■ Directions
Can you print all of the lines below word for word, leaving the pictures out?

Records from a pointing dataset
━━━

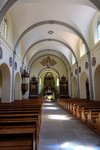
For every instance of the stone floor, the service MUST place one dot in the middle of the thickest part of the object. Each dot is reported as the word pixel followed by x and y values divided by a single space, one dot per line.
pixel 61 131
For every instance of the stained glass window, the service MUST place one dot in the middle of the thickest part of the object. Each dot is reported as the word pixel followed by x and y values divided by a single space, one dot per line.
pixel 98 29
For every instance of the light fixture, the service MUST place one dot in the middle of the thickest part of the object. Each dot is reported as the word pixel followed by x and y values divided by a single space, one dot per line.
pixel 50 32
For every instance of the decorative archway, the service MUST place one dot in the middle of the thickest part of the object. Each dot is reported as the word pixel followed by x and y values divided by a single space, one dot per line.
pixel 5 79
pixel 84 86
pixel 97 83
pixel 74 88
pixel 17 86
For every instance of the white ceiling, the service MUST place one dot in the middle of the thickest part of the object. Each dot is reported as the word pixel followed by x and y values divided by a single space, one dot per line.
pixel 35 15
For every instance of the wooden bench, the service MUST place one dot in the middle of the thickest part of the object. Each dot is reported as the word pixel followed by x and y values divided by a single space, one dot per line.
pixel 20 119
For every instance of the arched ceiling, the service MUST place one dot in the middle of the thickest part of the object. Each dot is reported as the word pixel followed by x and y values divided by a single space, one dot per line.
pixel 33 19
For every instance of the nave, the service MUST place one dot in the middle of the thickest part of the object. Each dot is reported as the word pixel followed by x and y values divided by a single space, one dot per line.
pixel 61 131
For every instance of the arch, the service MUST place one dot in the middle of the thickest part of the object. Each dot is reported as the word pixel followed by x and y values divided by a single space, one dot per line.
pixel 30 65
pixel 10 3
pixel 74 88
pixel 44 40
pixel 51 22
pixel 84 86
pixel 96 83
pixel 17 86
pixel 5 86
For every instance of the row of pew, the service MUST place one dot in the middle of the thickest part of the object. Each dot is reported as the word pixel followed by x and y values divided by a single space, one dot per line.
pixel 20 124
pixel 87 111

━━━

■ In response
For every instance of the stone floor, the service MUST place one dot in the middle of the thickest part of the object. Each dot is reported as the word pixel followed by x and y values divided by a single space, one dot per line.
pixel 61 131
For every instance of the stained glass window, the service MUST place one dot in the middle of the thickest part of the object. Each dot is reported as the word pixel followed by x and y values divided by a single space, one dot per line.
pixel 98 29
For every instance of the light fixture, the service MUST place one dot in the middle of the thickest part of the object. Each dot is reported as the word pixel followed by x and y values divided by a single space, one dot per line.
pixel 50 32
For every instance of the decorative archway, the service MUST place one dot in the middle of the thickest part of the object. Each dot is reported as the word pixel followed by x and y values divided by a single space, one dot per line.
pixel 5 79
pixel 84 86
pixel 97 83
pixel 74 88
pixel 17 86
For every instance of the white ceiling, the service MUST place one dot in the middle of the thickest part of the object. Each dot is reported as the word pixel followed by x and y values divided by a single space, one dot per line.
pixel 35 15
For every instance of the wooden bench, the service MUST place one dot in the middle of the thickest part of the object. Each dot is reported as the word pixel followed by x and y values divided by a single space, one dot per line.
pixel 20 119
For every instance of the arched ceiling, the service MUST place one dot in the middle of the thickest part of the object. Each dot is reported as the word pixel followed by x and y values divided by a single space, one dot per line.
pixel 33 19
For every instance of the nave, the service MUST place one dot in the middle of the thickest part of the object. Each dot is reported as the word pixel followed by x and y values divided by a single space, one dot per line.
pixel 61 131
For every instance of the arch, the service MUST place one dot in the middle of the thickest part of the object. Each dot is reported as the word pixel followed by x and y values divided by a single space, one dot per line.
pixel 30 65
pixel 10 3
pixel 74 88
pixel 44 40
pixel 51 22
pixel 84 86
pixel 96 83
pixel 17 86
pixel 5 86
For every instance of the row of pew, the service MUST place one dot in the middle of the thickest part of the object. Each dot is reported as the word pixel followed by x and y values divided by a single space, one dot per line.
pixel 20 124
pixel 87 111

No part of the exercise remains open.